Palestine Action Activist Forced to ‘Crawl to Toilet Like a Wounded Dog’

Prison staff accused Umer Khalid of ‘making up’ his muscle-wasting condition.

by Sophia Sheera

18 May 2026

Cage International

A Palestine Action activist who suffers from muscular dystrophy has been unable to leave his cell for 23 hours a day and must crawl to the toilet like a “wounded dog”. 

Umer Khalid is one of five activists accused of breaking into the UK’s largest airbase, RAF Brize Norton. He has been imprisoned at HM Wormwood Scrubs since July 2025 while awaiting trial.

According to Khalid, the prison has failed to provide him with walking aids and has kept him in a cell for up to 23 hours per day. His condition has deteriorated so much that he is now unable to get out of bed and has difficulty breathing. 

“I’ve had to crawl across the prison floor in front of dozens of prisoners, as if I’m some wounded dog,” he told Middle East Eye via an intermediary. 

Staff have also reportedly refused to deliver his medication, leaving Khalid to crawl to the dispensary. The prison was so slow to deliver him a shower chair that the 22-year-old went more than 20 weeks without washing, he said. 

Khalid’s solicitor, Laura O’Brien, said she sent the prison his full medical records and wrote follow-up letters expressing concern, to no response. 

“What has been happening is a continued suggestion that he’s been putting it on, despite incontrovertible medical evidence that he has a progressive genetic condition, and that it is getting worse,” she said. 

Khalid was also not provided with a wheelchair until the end of March – but because the chair was too big to fit through the door to his cell, he still has to crawl into his room. 

One of the nine Palestine Action activists who went on hunger strike last year, Khalid was the last to end his strike after being hospitalised with organ failure in January following 17 days without food and three days without water. 

Khalid is set to stand trial in January 2027, by which time he will have spent a year and a half in prison – three times the standard limit of six months. 

A Ministry of Justice spokesperson told the Guardian: “The Prison Service caters to all disabilities. All prisoners’ needs are assessed when they enter custody – with arrangements made, and appropriate action taken to ensure they are met.”

Sophia Sheera is a journalist in Novara Media’s social media team.

-*-*-

◆ **WORK REQUEST A**:
Decide whether each statement below agrees with the article about Umer Khalid. For each, answer yes or no and quote the words from the article that decide it.
(i) Khalid has been held at HM Wormwood Scrubs since July 2025.
(ii) The wheelchair Khalid received fits through the door to his cell.
(iii) Khalid was the first of the hunger strikers to end his strike.
◆ **WORK REQUEST B**: Copy word for word the part of the article about Umer Khalid between "Umer Khalid is" and "washing, he said.", inclusive.

-*-*-

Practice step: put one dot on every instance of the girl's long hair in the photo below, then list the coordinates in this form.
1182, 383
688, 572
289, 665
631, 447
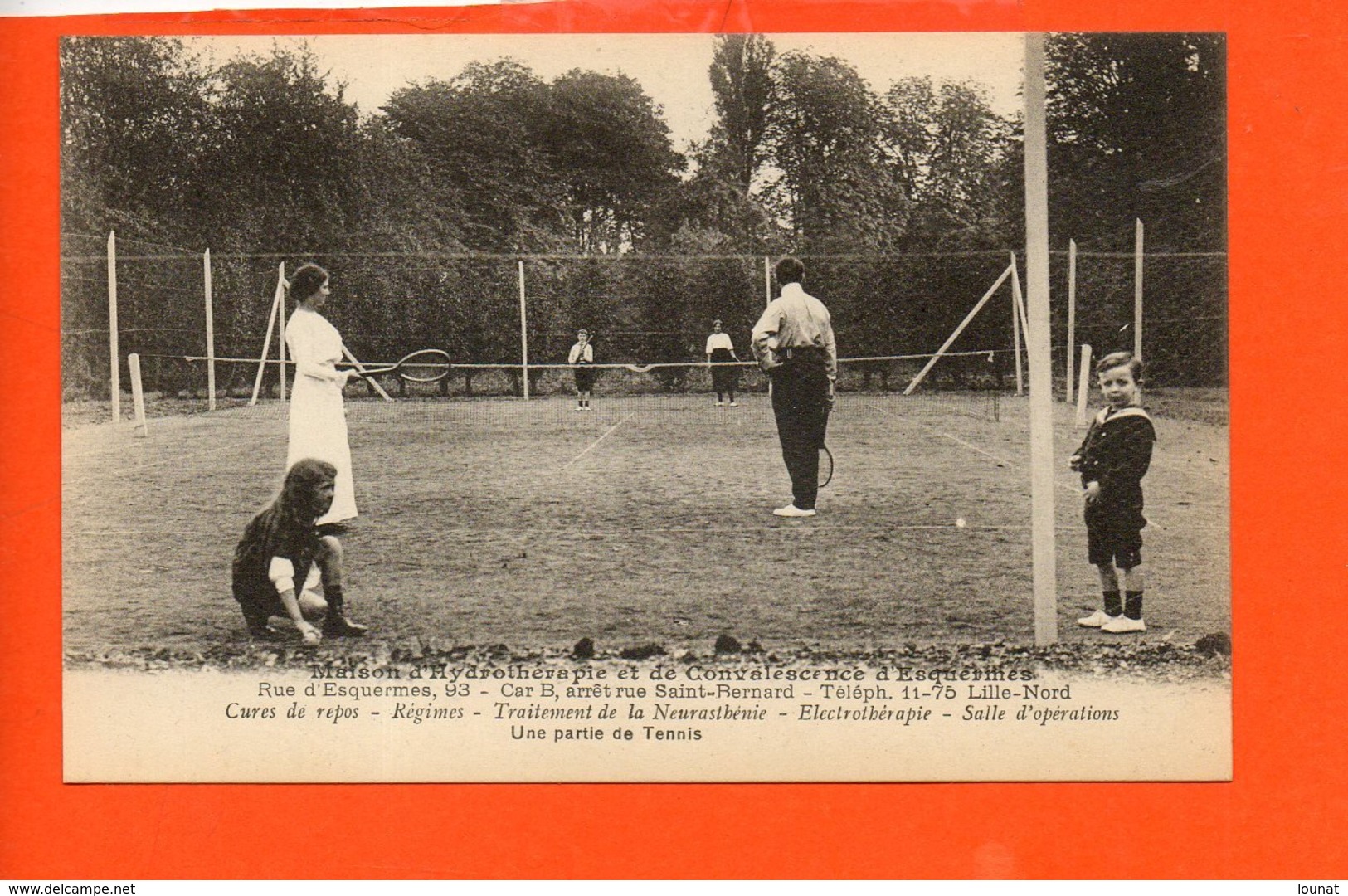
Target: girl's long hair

-*-*-

◆ **EXPECTED OUTPUT A**:
(i) Yes: "He has been imprisoned at HM Wormwood Scrubs since July 2025 while awaiting trial."
(ii) No: "because the chair was too big to fit through the door to his cell, he still has to crawl into his room."
(iii) No: "Khalid was the last to end his strike"

◆ **EXPECTED OUTPUT B**:
Umer Khalid is one of five activists accused of breaking into the UK’s largest airbase, RAF Brize Norton. He has been imprisoned at HM Wormwood Scrubs since July 2025 while awaiting trial.

According to Khalid, the prison has failed to provide him with walking aids and has kept him in a cell for up to 23 hours per day. His condition has deteriorated so much that he is now unable to get out of bed and has difficulty breathing. 

“I’ve had to crawl across the prison floor in front of dozens of prisoners, as if I’m some wounded dog,” he told Middle East Eye via an intermediary. 

Staff have also reportedly refused to deliver his medication, leaving Khalid to crawl to the dispensary. The prison was so slow to deliver him a shower chair that the 22-year-old went more than 20 weeks without washing, he said.